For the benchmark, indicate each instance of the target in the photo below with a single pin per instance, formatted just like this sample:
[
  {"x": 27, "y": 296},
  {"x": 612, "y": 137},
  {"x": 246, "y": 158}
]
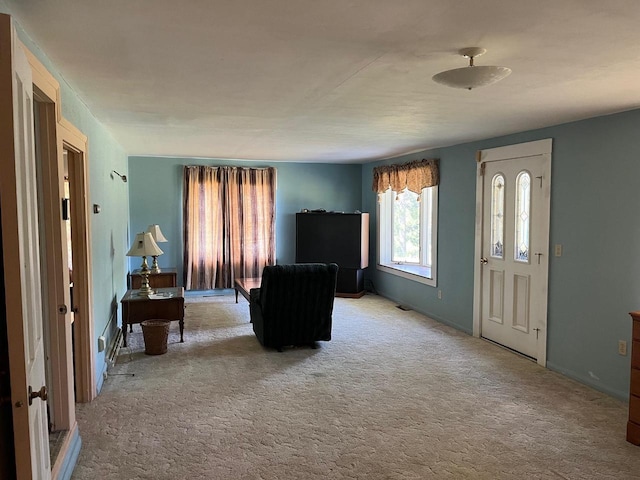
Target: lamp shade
[
  {"x": 471, "y": 77},
  {"x": 144, "y": 245},
  {"x": 155, "y": 231}
]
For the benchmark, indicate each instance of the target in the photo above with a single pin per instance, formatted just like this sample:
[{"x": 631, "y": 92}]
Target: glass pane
[
  {"x": 523, "y": 216},
  {"x": 406, "y": 228},
  {"x": 497, "y": 216}
]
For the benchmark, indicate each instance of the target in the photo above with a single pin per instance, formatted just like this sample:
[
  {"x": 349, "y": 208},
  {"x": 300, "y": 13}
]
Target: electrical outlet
[{"x": 622, "y": 347}]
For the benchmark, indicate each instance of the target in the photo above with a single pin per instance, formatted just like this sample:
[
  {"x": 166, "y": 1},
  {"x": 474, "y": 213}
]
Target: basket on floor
[{"x": 155, "y": 333}]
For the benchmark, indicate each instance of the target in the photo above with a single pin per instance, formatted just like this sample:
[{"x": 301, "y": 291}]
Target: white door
[
  {"x": 18, "y": 202},
  {"x": 514, "y": 253}
]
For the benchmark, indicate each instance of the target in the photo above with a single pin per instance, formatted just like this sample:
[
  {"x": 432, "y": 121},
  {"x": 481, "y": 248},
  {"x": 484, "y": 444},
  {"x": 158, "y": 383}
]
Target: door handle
[{"x": 41, "y": 394}]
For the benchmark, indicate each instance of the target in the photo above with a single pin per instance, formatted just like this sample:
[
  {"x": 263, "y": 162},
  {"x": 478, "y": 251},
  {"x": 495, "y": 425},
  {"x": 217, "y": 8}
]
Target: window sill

* * *

REQUIRED TASK -
Return every line of the records exactly as given, pictures excluded.

ANSWER TO THIS PROBLEM -
For the benchmark, indicate each instance of the target in the photo below with a single pin per instance, formatted just like this sample:
[
  {"x": 27, "y": 296},
  {"x": 612, "y": 137},
  {"x": 246, "y": 158}
]
Target: lamp shade
[
  {"x": 471, "y": 77},
  {"x": 144, "y": 245},
  {"x": 155, "y": 231}
]
For the benchmark, indicate each instance of the target in the photo above with a single pin per instance, formatted just like this sample:
[{"x": 631, "y": 92}]
Target: glass pane
[
  {"x": 523, "y": 216},
  {"x": 406, "y": 228},
  {"x": 497, "y": 216}
]
For the benchmark, indicate each instance of the target in the photo above with a single pin per instance, formatted just like this sample:
[
  {"x": 349, "y": 208},
  {"x": 300, "y": 13}
]
Target: electrical outlet
[{"x": 622, "y": 347}]
For the benchmark, indicate each instance of the target in the photo above with a single pin per instance, formatted just like this sample:
[
  {"x": 166, "y": 1},
  {"x": 474, "y": 213}
]
Target: basket on floor
[{"x": 155, "y": 333}]
For the benchmark, indicate each instance of the target in the photo above with a single pin per instance, formatted just like this sample:
[{"x": 301, "y": 291}]
Target: white door
[
  {"x": 18, "y": 202},
  {"x": 514, "y": 253}
]
For the benchmark, indicate each instance of the target in the photo above with a single pin per instance, formatted just like this sample:
[
  {"x": 432, "y": 121},
  {"x": 481, "y": 248},
  {"x": 484, "y": 444},
  {"x": 158, "y": 383}
]
Target: door handle
[{"x": 41, "y": 394}]
For the benchmark, indicate each instance of the target in the photo above with a single pin per instance, formatted just like this sample:
[
  {"x": 263, "y": 162},
  {"x": 478, "y": 251},
  {"x": 495, "y": 425},
  {"x": 217, "y": 8}
]
Target: window sill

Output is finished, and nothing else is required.